§ **STATED PROBLEM**: Below is a listing; reproduce each line of it exactly.

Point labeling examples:
◆ ◆ ◆

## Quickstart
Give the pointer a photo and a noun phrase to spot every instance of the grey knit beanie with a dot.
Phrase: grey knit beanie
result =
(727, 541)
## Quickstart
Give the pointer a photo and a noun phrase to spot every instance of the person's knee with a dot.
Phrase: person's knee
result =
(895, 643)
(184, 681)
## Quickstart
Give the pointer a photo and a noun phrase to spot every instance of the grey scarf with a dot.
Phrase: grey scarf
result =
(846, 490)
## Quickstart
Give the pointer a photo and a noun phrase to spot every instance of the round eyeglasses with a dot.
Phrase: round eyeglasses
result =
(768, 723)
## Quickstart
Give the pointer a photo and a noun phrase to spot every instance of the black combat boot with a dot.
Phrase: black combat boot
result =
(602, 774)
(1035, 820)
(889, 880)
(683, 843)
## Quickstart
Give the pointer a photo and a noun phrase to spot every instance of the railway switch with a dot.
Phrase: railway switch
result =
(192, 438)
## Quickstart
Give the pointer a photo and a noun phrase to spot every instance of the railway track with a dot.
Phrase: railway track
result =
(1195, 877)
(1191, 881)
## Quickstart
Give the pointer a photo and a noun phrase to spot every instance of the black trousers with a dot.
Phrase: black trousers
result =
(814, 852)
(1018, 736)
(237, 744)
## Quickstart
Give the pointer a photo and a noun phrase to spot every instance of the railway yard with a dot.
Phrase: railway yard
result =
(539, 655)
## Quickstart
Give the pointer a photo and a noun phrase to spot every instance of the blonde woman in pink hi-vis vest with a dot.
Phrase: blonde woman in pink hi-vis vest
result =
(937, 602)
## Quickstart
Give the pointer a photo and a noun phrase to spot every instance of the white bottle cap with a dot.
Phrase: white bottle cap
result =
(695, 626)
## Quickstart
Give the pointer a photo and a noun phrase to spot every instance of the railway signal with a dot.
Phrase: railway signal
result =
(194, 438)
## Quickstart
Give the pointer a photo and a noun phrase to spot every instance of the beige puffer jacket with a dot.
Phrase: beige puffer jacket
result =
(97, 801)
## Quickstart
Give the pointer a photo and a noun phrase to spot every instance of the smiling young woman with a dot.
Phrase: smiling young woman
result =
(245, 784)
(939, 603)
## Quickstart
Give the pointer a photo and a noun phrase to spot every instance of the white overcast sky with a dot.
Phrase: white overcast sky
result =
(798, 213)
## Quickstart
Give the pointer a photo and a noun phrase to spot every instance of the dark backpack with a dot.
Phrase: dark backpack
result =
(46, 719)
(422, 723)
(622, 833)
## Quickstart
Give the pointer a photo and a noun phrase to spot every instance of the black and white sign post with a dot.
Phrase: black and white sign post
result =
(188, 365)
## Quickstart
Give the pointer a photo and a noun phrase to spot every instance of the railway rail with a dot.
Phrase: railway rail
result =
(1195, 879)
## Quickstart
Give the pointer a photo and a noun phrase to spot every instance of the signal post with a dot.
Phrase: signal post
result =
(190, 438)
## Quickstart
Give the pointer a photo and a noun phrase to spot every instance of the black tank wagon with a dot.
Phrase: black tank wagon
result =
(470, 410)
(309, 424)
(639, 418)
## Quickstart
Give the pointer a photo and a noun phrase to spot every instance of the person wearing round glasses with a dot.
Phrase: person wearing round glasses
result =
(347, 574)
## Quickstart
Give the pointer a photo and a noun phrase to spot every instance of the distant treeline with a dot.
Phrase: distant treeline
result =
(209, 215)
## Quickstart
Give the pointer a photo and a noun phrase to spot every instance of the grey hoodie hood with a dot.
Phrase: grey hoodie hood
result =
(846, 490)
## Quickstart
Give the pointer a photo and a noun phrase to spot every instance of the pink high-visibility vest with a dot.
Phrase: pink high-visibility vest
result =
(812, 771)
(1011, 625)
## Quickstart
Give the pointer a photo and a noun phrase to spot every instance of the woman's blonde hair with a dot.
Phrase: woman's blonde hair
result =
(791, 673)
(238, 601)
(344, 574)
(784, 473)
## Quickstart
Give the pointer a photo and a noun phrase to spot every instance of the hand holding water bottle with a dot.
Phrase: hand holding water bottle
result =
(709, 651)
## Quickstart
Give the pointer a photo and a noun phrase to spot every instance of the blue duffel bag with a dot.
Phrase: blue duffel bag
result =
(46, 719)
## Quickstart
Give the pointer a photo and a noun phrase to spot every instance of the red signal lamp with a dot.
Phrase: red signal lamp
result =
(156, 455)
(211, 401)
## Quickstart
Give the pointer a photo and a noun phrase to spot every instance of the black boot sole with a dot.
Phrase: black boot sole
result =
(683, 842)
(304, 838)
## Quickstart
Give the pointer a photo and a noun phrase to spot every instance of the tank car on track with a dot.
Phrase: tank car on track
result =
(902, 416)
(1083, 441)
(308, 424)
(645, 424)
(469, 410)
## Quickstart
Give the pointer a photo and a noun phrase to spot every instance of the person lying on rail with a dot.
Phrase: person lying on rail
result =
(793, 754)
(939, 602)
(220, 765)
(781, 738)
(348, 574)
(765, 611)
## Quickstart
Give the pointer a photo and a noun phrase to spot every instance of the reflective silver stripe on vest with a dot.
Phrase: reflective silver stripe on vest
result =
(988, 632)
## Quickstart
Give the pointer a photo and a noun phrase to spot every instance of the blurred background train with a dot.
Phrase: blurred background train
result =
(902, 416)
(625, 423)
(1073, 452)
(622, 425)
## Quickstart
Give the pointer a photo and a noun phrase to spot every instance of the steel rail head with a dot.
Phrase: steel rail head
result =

◆ ◆ ◆

§ **EXPECTED OUTPUT**:
## Quickstart
Give the pointer a photo and a noun phrase to spot every instance of the grey knit beanie with a dot.
Phrase: grey knit beanie
result =
(727, 541)
## Quickstart
Give the pointer a photo and a noun phrase to spot every instance of the person's knee with a dot.
Phrase: person's knee
result =
(895, 643)
(184, 681)
## Quickstart
Give the pointer a photo and a noun phrase to spot every instance of the grey scarf with a dot.
Phrase: grey scarf
result =
(846, 490)
## Quickstart
Give the pointer a photo and a noun phrase to spot every instance of the round eyeglasses with a dot.
Phrase: round eyeglasses
result =
(768, 723)
## Quickstart
Give the pointer a photo and a noun phrase to spot every instance of the black combat boot with a dot.
Phrase: black combat boot
result =
(602, 774)
(1035, 820)
(889, 880)
(683, 843)
## Quickstart
Give the pointer a photo and a noun phrase to spot every instance of the railway switch with a dot.
Phrase: railway switch
result =
(192, 438)
## Quickstart
Give the pointer a photo and a noun phrase to spot every instance of the railway track with a dot.
Phrase: railway track
result =
(1195, 877)
(1191, 881)
## Quickstart
Give the pointer a photo and a noun phrase to spot every instance of the black trousers with a dot.
Phrase: black trousers
result =
(814, 852)
(1018, 736)
(237, 744)
## Quickstart
Give the pointer a photo and a noun phrase to spot every instance of the railway yard with a dot.
Phrase: railway yard
result =
(539, 655)
## Quickstart
Give the pointer a photo and a noun phrase to spot every instance of the blonde woman in pink hi-vis vest with a dot.
Phrase: blonde woman in pink hi-vis vest
result =
(937, 602)
## Quickstart
Give the pointer a photo and a noun phrase to spot every instance of the white bottle cap with a dot.
Phrase: white bottle cap
result =
(695, 626)
## Quickstart
Give the pointer a photo and a noun phrase to spot every instance of the railway signal with a dot.
Phrase: railway signal
result =
(194, 438)
## Quickstart
Give the pointer a photo and a noun phrase to spot every instance of the beige puffer jacket with a dot.
Phrase: beige puffer jacket
result =
(97, 801)
## Quickstart
Give the pointer a photo and a noun phrase to spot every instance of the smiling young woman with a dot.
Phrase: smiling young woman
result =
(245, 784)
(939, 603)
## Quickstart
Give the pointer a photo and a noun phrase to spot every instance of the white overcast sky with a dot.
Phrase: white overcast sky
result =
(798, 213)
## Quickstart
Give the pointer a photo and a noun phrase to spot every instance of the dark backpack with a dot.
Phrase: dark backpack
result =
(46, 719)
(422, 723)
(622, 833)
## Quickstart
Give the pointer a photo and a noun phrase to spot every instance of the black and white sign post with a dot.
Phrase: black and white sign post
result =
(188, 365)
## Quickstart
Give the pointer a photo and a noun phrase to spot every instance of the railway rail with a dot.
Phrase: railway rail
result =
(1195, 879)
## Quickstart
Give the pointer a photo and a noun phrase to spot every instance of the signal post with a dot.
Phrase: signal post
result =
(190, 438)
## Quickstart
Give the pointer a photo and a noun phrase to spot every instance of the black tank wagon with a dot.
Phrase: black tank wagon
result =
(470, 410)
(309, 424)
(639, 418)
## Quickstart
Give the pointer a photo and a noun phrase to spot every instance of the person wearing round glasses with a dot.
Phrase: person wearing round glasses
result =
(347, 574)
## Quickstart
Give the pointer a photo and a noun phrase to spot every instance of the distant treeline with a dot.
Phrase: distant treeline
result =
(209, 215)
## Quickstart
Give the pointer a photo and a noun phrase to spot every instance of the grey hoodie hood with a dot.
Phrase: grey hoodie hood
result =
(846, 490)
## Quickstart
Give the pointer a photo and a noun phrase to spot every instance of the pink high-visibility vest with a dot.
Phrase: pink high-visibility vest
result =
(812, 771)
(1011, 625)
## Quickstart
Give the pointer a photo and a noun phrase to spot every instance of the woman's blonde hair with a dot.
Phrase: woman's blonde hair
result =
(791, 673)
(238, 601)
(344, 574)
(784, 473)
## Quickstart
Give the pointer a photo and a noun phrase to spot every instance of the hand holding water bottle with a dot.
Phrase: hand holding water bottle
result =
(709, 651)
## Quickstart
Give the pointer a photo and a noun phrase to spot every instance of the blue duffel bag with a dot.
Phrase: blue duffel bag
result =
(46, 719)
## Quickstart
Give the pointer a photo and a noun phrase to spot every instance of the red signal lamp with a dot.
Phrase: red signal lamp
result =
(156, 455)
(211, 401)
## Quickstart
Give the pointer a photo and a noun phrase to spot every instance of the black boot sole with a dot.
Phrase: black boot sole
result =
(683, 842)
(304, 838)
## Quickstart
Give the pointer a photo and a noun phrase to spot every instance of the tank car on track with a dot.
Phrase: tank car on track
result =
(902, 416)
(1083, 441)
(308, 424)
(645, 424)
(469, 410)
## Quickstart
Give the pointer a photo and a noun phrase to spot every instance of the person lying on rail with a dot.
Phrase: person lying on rail
result =
(793, 754)
(939, 602)
(220, 765)
(781, 738)
(348, 574)
(765, 611)
## Quickstart
Give the pointer a photo and a noun phrase to spot every instance of the reflective silver stripe on vest with a dot.
Phrase: reflective silver stripe on vest
result =
(988, 632)
## Quickstart
Give the pointer a photo and a noun phrase to spot every instance of the blurred background train with a dot.
Phrase: blurred background train
result =
(902, 416)
(625, 423)
(1073, 452)
(622, 425)
## Quickstart
Give the pointer a photo and a noun phrase to spot every instance of the steel rail head with a dot.
Phrase: steel rail head
result =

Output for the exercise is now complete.